**Exercise prompt**
Reproduce every line of the listing below verbatim, leaving the pictures out of your answer.

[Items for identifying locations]

* * * *

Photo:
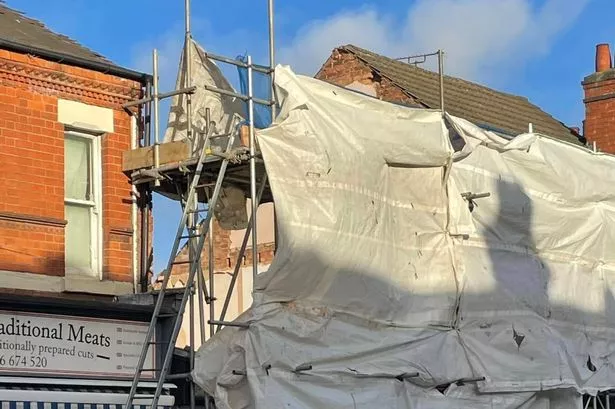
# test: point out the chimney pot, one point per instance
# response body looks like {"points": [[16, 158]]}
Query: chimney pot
{"points": [[603, 58]]}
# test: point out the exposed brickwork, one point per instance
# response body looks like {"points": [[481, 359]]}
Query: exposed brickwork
{"points": [[344, 68], [225, 256], [32, 155], [600, 113]]}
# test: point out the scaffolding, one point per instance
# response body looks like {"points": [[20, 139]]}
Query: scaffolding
{"points": [[196, 183]]}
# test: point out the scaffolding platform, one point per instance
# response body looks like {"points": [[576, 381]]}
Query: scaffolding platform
{"points": [[176, 164]]}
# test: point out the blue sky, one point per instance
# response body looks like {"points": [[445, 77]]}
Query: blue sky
{"points": [[540, 49]]}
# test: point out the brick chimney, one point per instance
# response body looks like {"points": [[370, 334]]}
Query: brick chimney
{"points": [[599, 87]]}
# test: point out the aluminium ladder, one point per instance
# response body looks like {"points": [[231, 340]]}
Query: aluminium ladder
{"points": [[198, 232]]}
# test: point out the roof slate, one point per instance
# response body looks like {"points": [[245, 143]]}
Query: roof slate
{"points": [[481, 105], [16, 27]]}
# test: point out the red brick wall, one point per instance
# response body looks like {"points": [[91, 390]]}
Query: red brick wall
{"points": [[600, 113], [344, 68], [225, 256], [32, 155]]}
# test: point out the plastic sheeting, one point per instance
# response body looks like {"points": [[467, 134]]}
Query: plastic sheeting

* * * *

**Exercise answer**
Photo:
# test: point out the chimney pot, one point per instance
# response body looks like {"points": [[16, 158]]}
Query: chimney pot
{"points": [[603, 58]]}
# test: point out the exposed brickwork, one point per instance
# response body looks like {"points": [[481, 359]]}
Query: exposed brickwork
{"points": [[344, 68], [225, 256], [32, 155], [600, 113]]}
# test: point out the scaffolding, one point per instance
# response body looks like {"points": [[20, 139]]}
Query: scaffolding
{"points": [[196, 183]]}
# test: point out the scaffolding platform, one point per instance
# response body looks like {"points": [[576, 381]]}
Query: scaffolding platform
{"points": [[176, 164]]}
# test: point out the blue sky, one point per instance
# response body looks like {"points": [[445, 77]]}
Query: blue sky
{"points": [[540, 49]]}
# test: point out the brick chimney, one point per instance
# response body looks like {"points": [[370, 334]]}
Query: brick chimney
{"points": [[599, 87]]}
# test: point out the aluminium ladder, one point per instance
# response body looks like {"points": [[231, 340]]}
Query: aluminium ladder
{"points": [[198, 232]]}
# test: point out the roof slate, one point per instance
# response body looks like {"points": [[245, 143]]}
Query: roof slate
{"points": [[481, 105], [16, 27]]}
# test: point out the red brick wall, one point per instance
# response body looks like {"points": [[91, 390]]}
Query: red brick wall
{"points": [[600, 113], [344, 68], [225, 256], [32, 155]]}
# test: point out the plastic sheeting, one point per instance
# response body looks like {"points": [[467, 134]]}
Query: plastic sheeting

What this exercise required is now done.